*Provided text*.
%%

Church, WHO speak out against Tanzania over Covid-19
Tuesday February 02 2021
The World Health Organisation said Thursday that it was in touch with Tanzania as President John Magufuli on Wednesday called for caution against Covid-19 vaccines being developed by Western scientists. The president also said that Tanzania is not planning to impose Covid-19 restrictions or lockdown anytime.
He was reacting to a message by Archbishop Jude-Thaddeus Ruwa’Ichi of the Catholic Church in Dar es Salaam to congregants on January 23 that Covid-19 is still at large and that it is unfortunate that churches have abandoned all precautions against being infected during the global pandemic.
The president ordered all churches to reinstate the use of sanitizers, social distancing and handwashing.
In clear reference to the country, Dr Matshidiso Moeti, the head of World Health Organisation (WHO) in Africa told reporters that Tanzania should prepare to receive the vaccine.

%%

*Dataset excerpt*.

%%

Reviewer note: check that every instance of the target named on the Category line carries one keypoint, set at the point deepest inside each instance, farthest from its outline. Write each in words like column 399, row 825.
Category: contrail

%%

*Tasks*.
a. Decide whether each statement below agrees with the Tanzania Covid-19 article. For each, answer yes or no and quote the words of the article that decide it. (i) The head of the WHO in Africa said Tanzania should prepare to receive the vaccine. (ii) President Magufuli said Tanzania plans to impose a lockdown soon. (iii) Archbishop Ruwa'Ichi addressed congregants on January 23.
b. Resume the Tanzania Covid-19 article after its final sentence.

*Task responses*.
a.
(i) Yes: "Tanzania should prepare to receive the vaccine."
(ii) No: "Tanzania is not planning to impose Covid-19 restrictions or lockdown anytime."
(iii) Yes: "to congregants on January 23"

b.
“Africa is at a crossroads and all Africans must double down on preventive measures. Science shows that vaccines work,” she said during a virtual press briefing.
She also added that WHO officials were in touch with Tanzanian officials and that Tanzania should implement measures and prepare for vaccinations.
Tanzania is among African countries listed to receive at least two million doses of vaccines through the African Union Initiative.
Last December Tanzania’s ministry of Health said it had no plans of importing Covid-19 vaccines.
Dr Dorothy Gwajima, Tanzania’s Minister for Health did not respond to messages from The EastAfrican on Friday, but an official in the ministry who requested anonymity said the ministry’s stance on Covid-19 has not changed.
The last time Tanzania issued Covid-19 statistics was April 29, 2020, and the country had recorded 509 infections with 183 recoveries and 21 deaths.
There is no official Covid-19-related statistics or information available in Tanzania and issuing of unsanctioned Covid-19 information is strictly prohibited and restricted to the president, prime minister, the minister for Health and the government’s chief spokesman.
President Magufuli told Health ministry officials not to naïvely accepting imported vaccines and instructed them not to rush to accept “a white man-made” Covid-19 vaccine without due diligence from local experts.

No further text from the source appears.